━━━ Brano del documento ━━━

La crescente aggressività dei fascisti, supportata da addestramento specifico nelle palestre e dal sostegno di settori delle forze del (dis)ordine, coltivata in molte curve del tifo calcistico, utilizzata dai settori istituzionali della destra, viene registrata e subita da una parte, con sempre più preoccupazione, diventando l'elemento primario della propria attività, mentre dall'altra viene sottostimata, individuando nell'insieme delle forze di governo, il vero, e moderno, autoritarismo montante.
La manifestazione di Milano, indetta con un documento da un'assemblea antifascista tenutasi alla Pergola, in risposta alla provocatoria sfilata dei nazifascisti di Fiamma Tricolore, rientrava nel tentativo di dare una energica risposta di piazza alle numerose aggressioni che i fascisti hanno compiuto negli ultimi anni in Lombardia - a partire dall'assassinio di Dax - e che i media si sono ben guardati dal documentare e tanto meno dall'esecrare. Un generoso tentativo, del tutto volontaristico, di richiamare l'attenzione sul pericolo che queste formazioni rappresentano, tentativo che si è però scontrato con la scelta di quella parte del movimento che ha sfilato a Roma contro la legge antiproibizionista e con l'ostilità di tutta la sinistra istituzionale.

━━━

=== Attività da svolgere ===
1. Trascrivi dal brano del documento il tratto che va da "La crescente aggressività" fino a "moderno, autoritarismo montante.".
2. Secondo il brano del documento, da chi era stata indetta la manifestazione di Milano?

━━━ Dati di partenza ━━━

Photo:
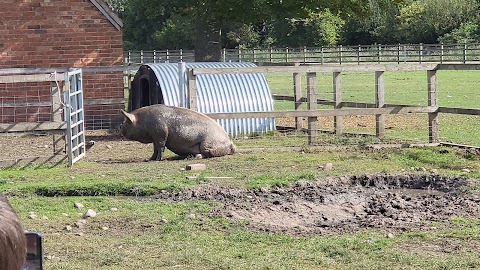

━━━

=== Risposte scritte ===
1.
La crescente aggressività dei fascisti, supportata da addestramento specifico nelle palestre e dal sostegno di settori delle forze del (dis)ordine, coltivata in molte curve del tifo calcistico, utilizzata dai settori istituzionali della destra, viene registrata e subita da una parte, con sempre più preoccupazione, diventando l'elemento primario della propria attività, mentre dall'altra viene sottostimata, individuando nell'insieme delle forze di governo, il vero, e moderno, autoritarismo montante.

2. Da un'assemblea antifascista tenutasi alla Pergola, con un documento.